[Excerpted passage Boundary: Start]

Journal of Integrative Bioinformatics (Jun 2012)
Computer and Statistical Analysis of Transcription Factor Binding and Chromatin Modifications by ChIP-seq data in Embryonic Stem Cell
Abstract
Advances in high throughput sequencing technology have enabled the identification of transcription factor (TF) binding sites in genome scale. TF binding studies are important for medical applications and stem cell research. Somatic cells can be reprogrammed to a pluripotent state by the combined introduction of factors such as Oct4, Sox2, c-Myc, Klf4. These reprogrammed cells share many characteristics with embryonic stem cells (ESCs) and are known as induced pluripotent stem cells (iPSCs). The signaling requirements for maintenance of human and murine embryonic stem cells (ESCs) differ considerably. Genome wide ChIP-seq TF binding maps in mouse stem cells include Oct4, Sox2, Nanog, Tbx3, Smad2 as well as group of other factors. ChIP-seq allows study of new candidate transcription factors for reprogramming. It was shown that Nr5a2 could replace Oct4 for reprogramming. Epigenetic modifications play important role in regulation of gene expression adding additional complexity to transcription network functioning. We have studied associations between different histone modification using published data together with RNA Pol II sites. We found strong associations between activation marks and TF binding sites and present it qualitatively. To meet issues of statistical analysis of genome ChIP-sequencing maps we developed computer program to filter out noise signals and find significant association between binding site affinity and number of sequence reads. The data provide new insights into the function of chromatin organization and regulation in stem cells.

[Excerpted passage Boundary: End]
[Record extracts Boundary: Start]

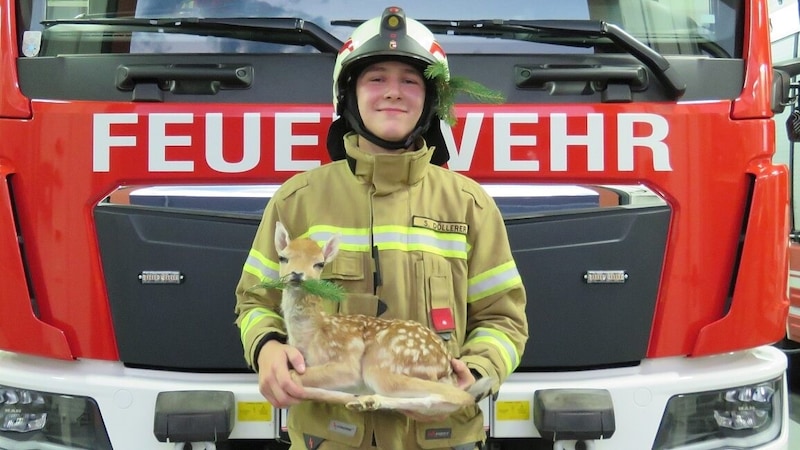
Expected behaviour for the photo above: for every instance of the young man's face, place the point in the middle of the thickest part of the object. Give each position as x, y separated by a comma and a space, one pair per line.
390, 96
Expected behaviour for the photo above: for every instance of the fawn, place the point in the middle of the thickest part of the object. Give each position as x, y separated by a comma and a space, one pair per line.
363, 362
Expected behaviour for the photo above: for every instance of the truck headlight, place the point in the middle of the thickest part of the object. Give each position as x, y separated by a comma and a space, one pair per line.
737, 417
70, 421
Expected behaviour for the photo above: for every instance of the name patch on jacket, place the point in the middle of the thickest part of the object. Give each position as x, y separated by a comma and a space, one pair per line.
438, 433
443, 227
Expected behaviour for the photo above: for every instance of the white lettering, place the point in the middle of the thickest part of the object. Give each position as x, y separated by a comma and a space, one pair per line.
503, 141
251, 152
285, 140
159, 141
627, 142
461, 158
560, 139
102, 141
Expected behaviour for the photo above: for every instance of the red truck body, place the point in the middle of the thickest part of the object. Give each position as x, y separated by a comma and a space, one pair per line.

[Record extracts Boundary: End]

▶ [Set of tasks]:
- A) Translate this sentence from the abstract into Spanish: "It was shown that Nr5a2 could replace Oct4 for reprogramming."
- B) Summarize the abstract in two sentences.

▶ [Solutions per task]:
- A) Se demostró que Nr5a2 podía reemplazar a Oct4 en la reprogramación.

- B) High-throughput sequencing has made it possible to identify transcription factor binding sites at genome scale, and ChIP-seq allows the study of new candidate transcription factors for reprogramming somatic cells into induced pluripotent stem cells. Using published data, the authors studied associations between histone modifications and RNA Pol II sites, found strong associations between activation marks and transcription factor binding sites, and developed a computer program that filters out noise signals and finds significant association between binding site affinity and number of sequence reads.